Directions:
Turn every line of the listing below into a JSON list of strings, one string per line, leaving out blank lines.

-------- Given records --------

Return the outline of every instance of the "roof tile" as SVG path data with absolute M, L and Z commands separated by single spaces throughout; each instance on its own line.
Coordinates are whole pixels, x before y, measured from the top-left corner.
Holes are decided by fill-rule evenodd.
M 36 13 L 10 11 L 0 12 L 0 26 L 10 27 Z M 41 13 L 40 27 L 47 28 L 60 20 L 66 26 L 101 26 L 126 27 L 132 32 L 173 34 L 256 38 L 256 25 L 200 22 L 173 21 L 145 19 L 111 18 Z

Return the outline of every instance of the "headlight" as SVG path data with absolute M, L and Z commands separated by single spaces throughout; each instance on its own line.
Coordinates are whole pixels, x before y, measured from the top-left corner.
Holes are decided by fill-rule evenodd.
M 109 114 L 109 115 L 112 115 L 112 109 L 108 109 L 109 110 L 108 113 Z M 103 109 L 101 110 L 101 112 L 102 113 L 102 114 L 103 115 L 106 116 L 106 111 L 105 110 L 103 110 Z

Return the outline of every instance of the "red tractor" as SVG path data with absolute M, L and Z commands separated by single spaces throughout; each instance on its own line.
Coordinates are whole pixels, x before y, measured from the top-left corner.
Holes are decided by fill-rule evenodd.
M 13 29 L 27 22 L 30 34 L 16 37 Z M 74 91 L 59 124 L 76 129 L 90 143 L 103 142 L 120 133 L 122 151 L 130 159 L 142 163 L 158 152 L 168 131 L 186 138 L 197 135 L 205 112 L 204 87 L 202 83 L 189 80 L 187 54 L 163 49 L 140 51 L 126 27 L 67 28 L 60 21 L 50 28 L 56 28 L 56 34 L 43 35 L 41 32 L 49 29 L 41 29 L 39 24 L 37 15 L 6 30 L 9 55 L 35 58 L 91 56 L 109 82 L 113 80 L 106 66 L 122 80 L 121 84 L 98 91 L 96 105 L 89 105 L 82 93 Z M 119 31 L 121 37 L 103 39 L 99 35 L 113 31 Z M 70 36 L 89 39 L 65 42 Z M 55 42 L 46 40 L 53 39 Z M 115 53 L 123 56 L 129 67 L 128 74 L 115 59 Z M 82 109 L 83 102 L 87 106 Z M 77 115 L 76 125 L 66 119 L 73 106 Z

--------

The answer:
[
  "Return the outline of every instance of the \"roof tile\" as SVG path data with absolute M, L and Z commands separated by single spaces throughout; each instance on its own line.",
  "Coordinates are whole pixels, x before y, measured from the top-left corner.",
  "Holes are decided by fill-rule evenodd.",
  "M 36 13 L 10 11 L 0 12 L 0 26 L 10 27 Z M 41 13 L 40 27 L 47 28 L 60 20 L 66 26 L 101 26 L 126 27 L 132 32 L 173 34 L 256 38 L 256 25 L 200 22 L 173 21 L 145 19 L 111 18 Z",
  "Return the outline of every instance of the \"headlight\" as SVG path data with absolute M, L and Z commands separated by single spaces throughout; each instance on its own line.",
  "Coordinates are whole pixels, x before y, measured from the top-left corner.",
  "Holes are decided by fill-rule evenodd.",
  "M 109 114 L 109 115 L 112 115 L 112 109 L 108 109 L 109 110 L 108 113 Z M 103 109 L 101 110 L 101 112 L 102 113 L 102 114 L 103 115 L 106 116 L 106 111 L 105 110 L 103 110 Z",
  "Return the outline of every instance of the \"red tractor\" as SVG path data with absolute M, L and Z commands separated by single spaces throughout; each instance on its own line.",
  "Coordinates are whole pixels, x before y, measured from the top-left corner.",
  "Holes are decided by fill-rule evenodd.",
  "M 13 29 L 27 22 L 30 34 L 16 37 Z M 74 91 L 59 124 L 76 129 L 90 143 L 103 142 L 120 133 L 122 151 L 130 159 L 142 163 L 158 152 L 168 131 L 186 138 L 197 135 L 205 112 L 204 87 L 202 83 L 189 80 L 187 54 L 163 49 L 140 51 L 126 27 L 67 28 L 60 21 L 50 28 L 56 28 L 56 34 L 43 35 L 41 32 L 49 29 L 41 29 L 39 24 L 37 15 L 6 30 L 9 55 L 35 58 L 91 56 L 109 82 L 113 80 L 106 66 L 122 80 L 121 84 L 98 91 L 96 105 L 89 105 L 82 93 Z M 119 31 L 121 37 L 103 39 L 99 35 L 113 31 Z M 70 36 L 89 39 L 65 42 Z M 55 42 L 46 40 L 53 39 Z M 115 53 L 123 56 L 129 67 L 128 74 L 115 59 Z M 82 109 L 83 102 L 87 106 Z M 77 115 L 76 125 L 66 119 L 73 106 Z"
]